**Document extract:**
= = = = =
Bangladeshi scientists complete genome sequencing of virus causing Covid-19

Child Health Research Foundation
The team members who did the sequencing are Md Saiful Islam Sajib (far left), Dr Senjuti Saha next to him, and Roly Malakar (sitting, centre). Photo: Collected

A team from Child Health Research Foundation (CHRF) has successfully completed the genome sequencing of the SARS Cov-2 virus in Bangladesh.

The announcement came late last evening in a press release provided by CHRF. SARS Cov-2 is the coronavirus that causes Covid-19.

"We completed genome sequencing of the virus a few hours ago," confirmed Dr Senjuti Saha, the scientist who led the team of three. Other members of the team are: Roly Malaker and Md Saiful Islam Shajib. Dr Senjuti's father, eminent microbiologist and executive director of the organisation Dr Samir Kumar Saha, also gave leadership to the team.

Genome sequencing is the process of identifying what nucleotides -- the basic building block of DNA and RNA -- are present in a certain cell and in what order.

"The SARS Cov-2 virus cells contains RNA. RNA is made of four bases or 'letters' -- A (adenine), U (uracil), G (guanine), and C (cytosine). The virus is made up of about 29,000 letters and we had to figure out what the sequence was," explained Dr Senjuti.

As of right now they have only finished the genome sequencing of one sample, and plan to do around 80, she added.

"We have been working on this for over a month, but the actual work of sequencing was done over 4 days," said an excited Dr Senjuti.

"In addition, the biologists working on the genome sequencing also had a full 8-hour shift, testing samples from patients. We did not want patients to suffer while we tried to do genome sequencing. So all the work was done after hours," she said, speaking to this correspondent from Cambridge in England in the early hours of today, where she has been stuck because of the closing of borders.

"To make things harder, because I had come to Cambridge in mid-March and got stuck here, the collaboration had to be remote. My team in CHRF literally had to set up a camera in the space where they were doing the sequencing, so that I could see what was happening," described Dr Senjuti.

While scientists in Bangladesh have done genome sequencing of jute and hilsa (both of which have DNA), genome sequencing of cells containing RNA is a rare feat.
= = = = =
**Data excerpt:**
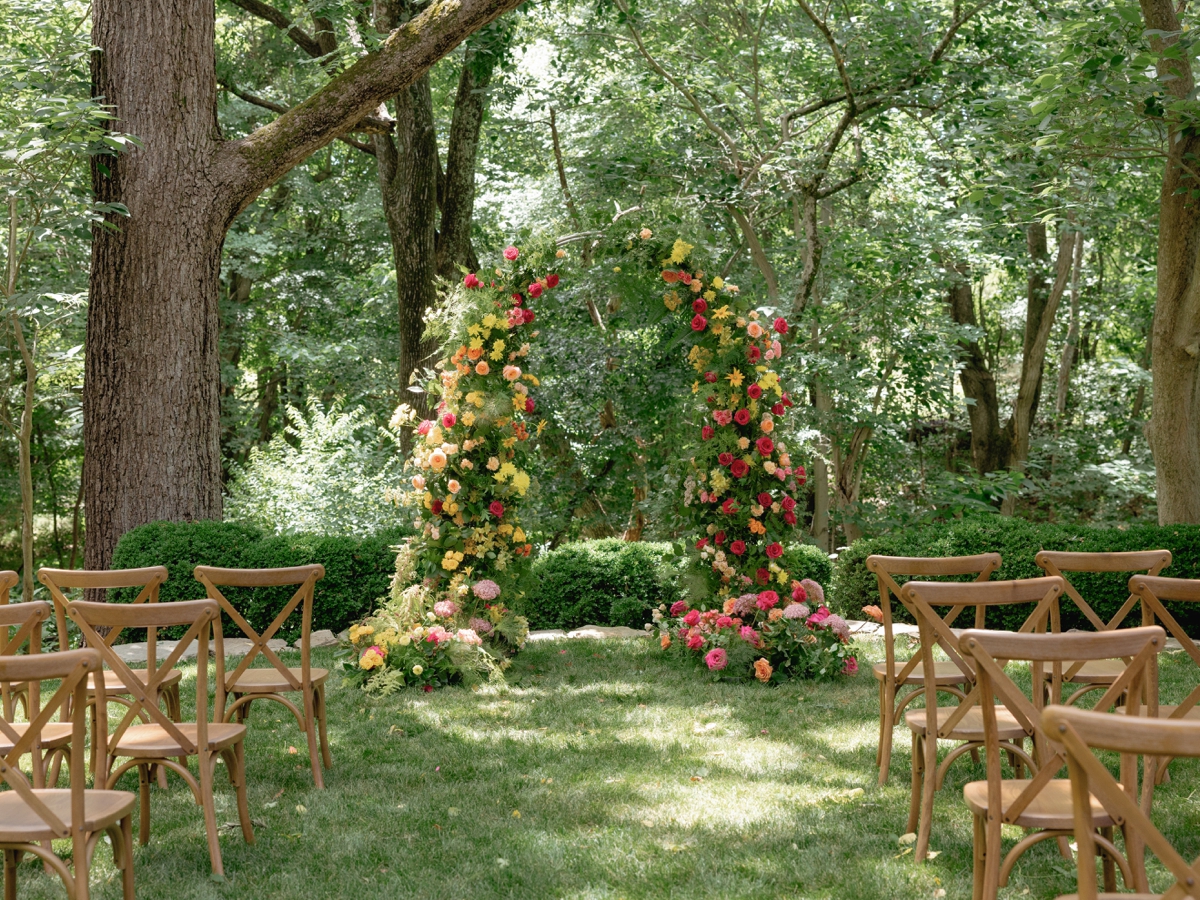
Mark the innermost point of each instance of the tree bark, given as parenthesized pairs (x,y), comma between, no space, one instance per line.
= = = = =
**Required work:**
(A) Translate this sentence from the article on Bangladeshi scientists sequencing the Covid-19 virus into Spanish: "Genome sequencing is the process of identifying what nucleotides -- the basic building block of DNA and RNA -- are present in a certain cell and in what order."
(B) Carry on the article on Bangladeshi scientists sequencing the Covid-19 virus from its last sentence.
The lines play no part in this work.

**Results for the exercise:**
(A) La secuenciación del genoma es el proceso de identificar qué nucleótidos —el componente básico del ADN y del ARN— están presentes en una determinada célula y en qué orden.

(B)
"Up until now, we usually had to send our samples abroad for sequencing and analysis. But with help with the Bill and Melinda Gates Foundation, we were able to purchase a sequencer and since before the pandemic hit, we had been practising and teaching our staff to sequence influenza viruses," said Dr Senjuti.


Doing genome sequencing of the virus means that scientists can begin to understand which strain it is, which country it came from, and when it came to Bangladesh.

"This will help us make predictions for the future -- when will we hit the peak?" explained Dr Senjuti. There are around 16,000 genome sequencing of this virus already done worldwide, that Bangladesh can compare against, she explained.

In addition, this means that vaccines can be explored. "Vaccines are being developed in other countries, but how do we know they will work for Bangladesh unless we know what the strain of the virus we have?" she said.

"We have also uploaded the results on an open-access database and hope that vaccine-makers will be able to see it and incorporate that into their vaccines," said Dr Senjuti.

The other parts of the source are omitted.